What you need to do |
Reproduce all of the items below word for word, omitting the pictures.

(Bounding-box annotations for photos)

## Begin

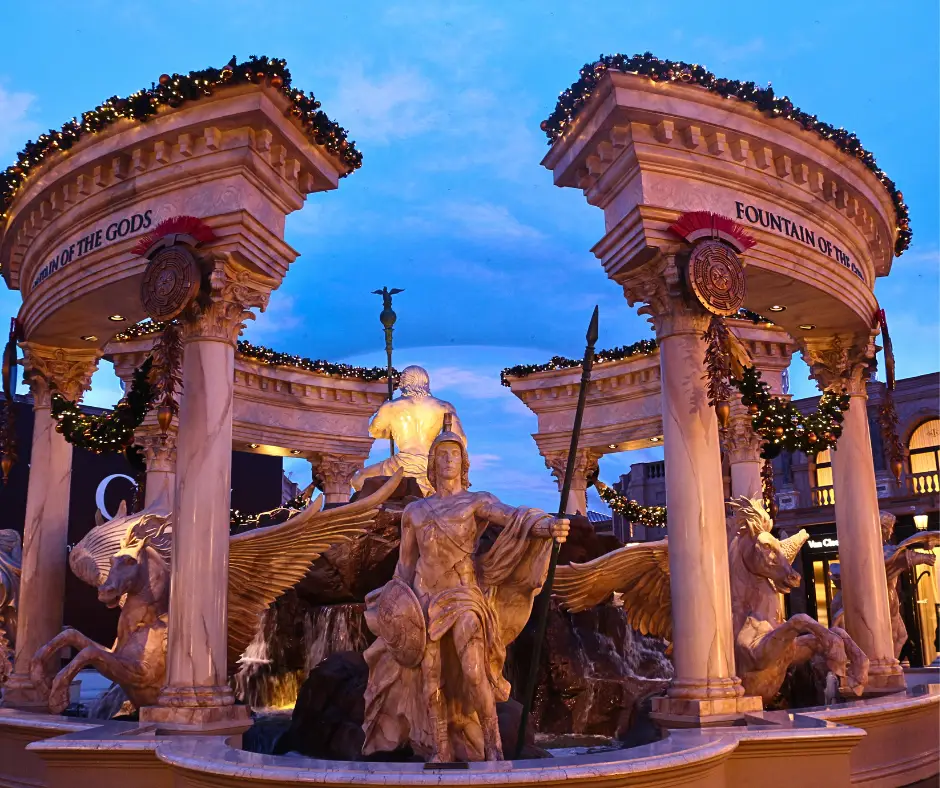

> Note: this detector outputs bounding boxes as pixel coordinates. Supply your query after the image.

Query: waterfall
[234,599,369,709]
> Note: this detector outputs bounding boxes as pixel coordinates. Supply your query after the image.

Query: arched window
[907,419,940,493]
[812,449,836,506]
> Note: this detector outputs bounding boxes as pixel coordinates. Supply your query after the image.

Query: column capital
[800,335,878,396]
[180,252,278,345]
[20,342,102,409]
[617,254,711,339]
[134,429,176,473]
[542,448,603,490]
[721,410,761,465]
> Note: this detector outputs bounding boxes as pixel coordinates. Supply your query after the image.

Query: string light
[0,55,362,221]
[114,320,398,382]
[541,52,913,255]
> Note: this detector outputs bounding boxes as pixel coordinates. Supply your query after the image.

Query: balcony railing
[907,471,940,495]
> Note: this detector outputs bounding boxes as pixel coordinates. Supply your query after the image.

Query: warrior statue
[363,418,568,763]
[352,366,466,495]
[829,512,940,659]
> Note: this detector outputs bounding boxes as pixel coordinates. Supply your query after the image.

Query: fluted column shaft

## End

Worked solution |
> Note: this detector outputs bounding boxes as pixel coordinates. Supply your query after the image.

Query: waterfall
[234,599,369,709]
> Note: this detector outputs bounding boxes as pixel coordinates. Supply your query after the image.

Query: arched window
[907,419,940,493]
[812,449,836,506]
> Note: this detector outputs bounding boxes as pixel coordinates. Supply your query after the image.

Query: column capital
[800,335,878,396]
[180,252,278,345]
[20,342,102,409]
[617,254,711,339]
[134,429,176,473]
[542,448,603,490]
[721,410,761,465]
> Note: this detector outputs bounding boxes as pixel coordinates. Supply your query after the image.

Query: string light
[0,55,362,221]
[114,320,398,382]
[541,52,913,255]
> Note: this detector outputs bounding boxes as pixel coordinates. Supply your query after the image.

Query: balcony railing
[907,471,940,495]
> Note: this detector outputs bounding boxes as pixel coordinates. Supply your query after the image.

Query: warrior statue
[363,418,568,763]
[352,366,466,495]
[829,512,940,659]
> Note: this detector outputs bounding boxes as pixel coordinates. Supply your query after the image.

Query: fluted column shaft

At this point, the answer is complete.